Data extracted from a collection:

-- start --

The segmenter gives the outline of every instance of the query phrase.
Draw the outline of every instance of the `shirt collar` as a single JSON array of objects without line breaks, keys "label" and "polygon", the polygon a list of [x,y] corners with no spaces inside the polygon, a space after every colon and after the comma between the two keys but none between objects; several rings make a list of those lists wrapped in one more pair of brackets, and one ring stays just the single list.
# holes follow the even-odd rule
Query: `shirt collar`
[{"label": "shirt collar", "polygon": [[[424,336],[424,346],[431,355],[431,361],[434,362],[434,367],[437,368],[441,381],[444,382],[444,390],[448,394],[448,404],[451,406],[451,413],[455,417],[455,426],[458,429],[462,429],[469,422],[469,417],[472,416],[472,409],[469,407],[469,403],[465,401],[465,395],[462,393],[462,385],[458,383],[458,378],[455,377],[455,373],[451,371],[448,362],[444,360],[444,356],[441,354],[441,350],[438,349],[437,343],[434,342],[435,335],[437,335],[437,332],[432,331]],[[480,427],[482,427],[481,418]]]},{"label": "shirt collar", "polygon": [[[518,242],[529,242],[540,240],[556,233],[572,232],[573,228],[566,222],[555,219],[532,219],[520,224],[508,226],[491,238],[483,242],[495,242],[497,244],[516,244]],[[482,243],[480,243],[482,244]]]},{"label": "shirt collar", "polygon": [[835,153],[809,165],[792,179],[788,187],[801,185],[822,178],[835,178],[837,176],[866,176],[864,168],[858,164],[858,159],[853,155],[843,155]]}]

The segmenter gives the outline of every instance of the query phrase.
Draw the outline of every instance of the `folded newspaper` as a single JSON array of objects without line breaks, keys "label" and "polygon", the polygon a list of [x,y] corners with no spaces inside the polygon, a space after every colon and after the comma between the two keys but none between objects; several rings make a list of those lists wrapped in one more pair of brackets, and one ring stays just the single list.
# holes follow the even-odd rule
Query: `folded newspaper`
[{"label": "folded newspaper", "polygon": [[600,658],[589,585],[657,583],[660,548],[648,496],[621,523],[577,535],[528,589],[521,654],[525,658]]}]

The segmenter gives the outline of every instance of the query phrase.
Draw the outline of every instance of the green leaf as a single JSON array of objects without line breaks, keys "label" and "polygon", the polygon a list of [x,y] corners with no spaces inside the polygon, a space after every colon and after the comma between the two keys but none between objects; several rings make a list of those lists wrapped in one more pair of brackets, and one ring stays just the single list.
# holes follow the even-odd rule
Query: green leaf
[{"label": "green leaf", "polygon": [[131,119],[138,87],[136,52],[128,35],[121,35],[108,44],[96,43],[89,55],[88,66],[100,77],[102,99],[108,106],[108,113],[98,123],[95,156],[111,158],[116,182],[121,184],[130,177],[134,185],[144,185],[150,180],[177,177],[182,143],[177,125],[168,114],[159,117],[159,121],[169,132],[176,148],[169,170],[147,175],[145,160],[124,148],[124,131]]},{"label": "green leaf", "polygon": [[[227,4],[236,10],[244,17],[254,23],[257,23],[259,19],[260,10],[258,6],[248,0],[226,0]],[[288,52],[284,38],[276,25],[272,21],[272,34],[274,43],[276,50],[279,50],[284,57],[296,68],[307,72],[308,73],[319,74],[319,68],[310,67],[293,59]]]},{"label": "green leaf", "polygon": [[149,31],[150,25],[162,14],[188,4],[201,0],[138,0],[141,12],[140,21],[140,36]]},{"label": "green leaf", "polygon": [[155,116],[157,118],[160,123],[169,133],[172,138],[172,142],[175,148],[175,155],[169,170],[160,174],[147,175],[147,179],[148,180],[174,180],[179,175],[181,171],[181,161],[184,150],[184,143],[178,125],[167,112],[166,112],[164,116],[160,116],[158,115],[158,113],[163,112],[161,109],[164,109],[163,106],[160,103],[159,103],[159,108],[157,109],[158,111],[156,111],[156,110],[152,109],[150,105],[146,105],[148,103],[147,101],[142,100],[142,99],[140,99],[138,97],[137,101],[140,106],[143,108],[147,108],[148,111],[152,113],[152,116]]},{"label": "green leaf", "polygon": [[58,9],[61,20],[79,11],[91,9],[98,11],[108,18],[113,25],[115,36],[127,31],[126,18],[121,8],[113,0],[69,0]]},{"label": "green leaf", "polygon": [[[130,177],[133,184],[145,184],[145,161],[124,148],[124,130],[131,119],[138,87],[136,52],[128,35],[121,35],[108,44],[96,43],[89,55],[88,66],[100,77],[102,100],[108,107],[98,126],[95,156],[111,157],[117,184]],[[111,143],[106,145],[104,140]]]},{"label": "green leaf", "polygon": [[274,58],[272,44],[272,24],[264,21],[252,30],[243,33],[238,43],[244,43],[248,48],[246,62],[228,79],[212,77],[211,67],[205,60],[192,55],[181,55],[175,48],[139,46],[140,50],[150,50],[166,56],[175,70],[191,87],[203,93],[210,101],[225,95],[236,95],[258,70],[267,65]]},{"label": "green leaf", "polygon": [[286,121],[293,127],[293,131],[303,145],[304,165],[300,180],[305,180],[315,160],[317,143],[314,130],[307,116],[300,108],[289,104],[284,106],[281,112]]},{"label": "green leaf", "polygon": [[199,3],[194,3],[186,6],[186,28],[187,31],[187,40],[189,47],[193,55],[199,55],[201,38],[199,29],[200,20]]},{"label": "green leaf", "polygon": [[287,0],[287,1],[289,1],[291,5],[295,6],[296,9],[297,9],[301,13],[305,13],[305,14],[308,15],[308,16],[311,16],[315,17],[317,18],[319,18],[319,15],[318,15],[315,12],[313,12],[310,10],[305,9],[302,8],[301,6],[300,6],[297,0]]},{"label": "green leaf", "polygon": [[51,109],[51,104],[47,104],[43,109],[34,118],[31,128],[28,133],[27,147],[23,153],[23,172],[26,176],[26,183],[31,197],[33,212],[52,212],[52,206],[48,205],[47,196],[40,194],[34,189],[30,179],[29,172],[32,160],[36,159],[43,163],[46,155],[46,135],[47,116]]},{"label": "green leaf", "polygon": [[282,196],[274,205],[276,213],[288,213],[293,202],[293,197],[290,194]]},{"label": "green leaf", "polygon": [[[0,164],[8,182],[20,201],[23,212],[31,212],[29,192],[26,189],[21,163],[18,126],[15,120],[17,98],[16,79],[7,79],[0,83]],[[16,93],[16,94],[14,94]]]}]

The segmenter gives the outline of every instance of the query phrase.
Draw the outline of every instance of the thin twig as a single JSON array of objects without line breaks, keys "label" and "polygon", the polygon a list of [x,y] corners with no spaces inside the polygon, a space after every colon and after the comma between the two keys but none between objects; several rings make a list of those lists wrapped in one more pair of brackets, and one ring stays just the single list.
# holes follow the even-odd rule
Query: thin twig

-- end --
-- start --

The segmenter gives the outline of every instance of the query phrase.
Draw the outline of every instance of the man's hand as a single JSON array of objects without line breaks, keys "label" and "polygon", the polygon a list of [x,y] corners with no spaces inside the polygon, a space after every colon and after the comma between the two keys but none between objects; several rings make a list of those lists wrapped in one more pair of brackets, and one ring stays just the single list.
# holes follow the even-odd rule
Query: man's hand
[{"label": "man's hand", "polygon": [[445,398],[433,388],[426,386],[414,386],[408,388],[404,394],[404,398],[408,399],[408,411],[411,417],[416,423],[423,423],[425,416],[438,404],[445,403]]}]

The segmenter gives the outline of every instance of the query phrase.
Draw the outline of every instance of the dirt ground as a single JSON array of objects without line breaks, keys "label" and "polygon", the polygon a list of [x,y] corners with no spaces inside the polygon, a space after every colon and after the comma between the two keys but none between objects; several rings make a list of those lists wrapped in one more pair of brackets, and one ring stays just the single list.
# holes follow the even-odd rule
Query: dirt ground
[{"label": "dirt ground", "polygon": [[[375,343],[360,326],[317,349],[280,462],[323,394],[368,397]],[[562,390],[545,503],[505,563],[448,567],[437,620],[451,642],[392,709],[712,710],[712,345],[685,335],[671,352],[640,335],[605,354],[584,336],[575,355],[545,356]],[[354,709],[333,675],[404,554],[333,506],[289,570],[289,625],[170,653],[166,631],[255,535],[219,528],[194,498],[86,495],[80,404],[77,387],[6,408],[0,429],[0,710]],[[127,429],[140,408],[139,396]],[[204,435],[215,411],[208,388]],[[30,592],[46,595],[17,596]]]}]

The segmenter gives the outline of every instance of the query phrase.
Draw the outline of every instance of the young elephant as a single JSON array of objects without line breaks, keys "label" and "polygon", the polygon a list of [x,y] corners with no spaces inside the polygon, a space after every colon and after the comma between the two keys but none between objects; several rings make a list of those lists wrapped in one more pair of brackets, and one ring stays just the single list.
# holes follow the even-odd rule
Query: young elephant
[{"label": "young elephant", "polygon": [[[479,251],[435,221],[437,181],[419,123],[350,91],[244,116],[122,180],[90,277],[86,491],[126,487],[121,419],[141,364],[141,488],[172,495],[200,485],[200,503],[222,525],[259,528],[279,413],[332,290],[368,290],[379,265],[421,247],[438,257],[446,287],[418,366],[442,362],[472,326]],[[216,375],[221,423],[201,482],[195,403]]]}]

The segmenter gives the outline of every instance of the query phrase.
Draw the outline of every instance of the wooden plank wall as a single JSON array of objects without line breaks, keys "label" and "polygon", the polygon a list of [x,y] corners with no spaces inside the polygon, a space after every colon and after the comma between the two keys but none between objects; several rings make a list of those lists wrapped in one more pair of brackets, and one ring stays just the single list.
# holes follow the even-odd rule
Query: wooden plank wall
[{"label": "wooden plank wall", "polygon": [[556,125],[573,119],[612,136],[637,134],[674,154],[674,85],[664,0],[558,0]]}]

-- end --

• Exercise: Find every line in the rows above that contains the word "young" and copy each of those lines.

• Response:
Draw the outline of every instance of the young elephant as a single JSON array of objects without line breaks, keys "label" and "polygon", the polygon a list of [x,y] corners with no spaces inside the polygon, a space after every colon and after the comma between the two keys but none between objects; several rings make a list of those lists wrapped in one more pair of brackets, and one ring stays just the single list.
Query: young elephant
[{"label": "young elephant", "polygon": [[[479,251],[435,221],[437,181],[419,123],[350,91],[244,116],[122,180],[90,277],[86,491],[126,487],[121,419],[141,364],[141,488],[172,495],[200,485],[200,503],[222,525],[259,528],[279,413],[332,290],[368,290],[379,265],[421,247],[438,257],[446,287],[418,366],[442,362],[472,326]],[[216,375],[221,423],[201,482],[195,403]]]}]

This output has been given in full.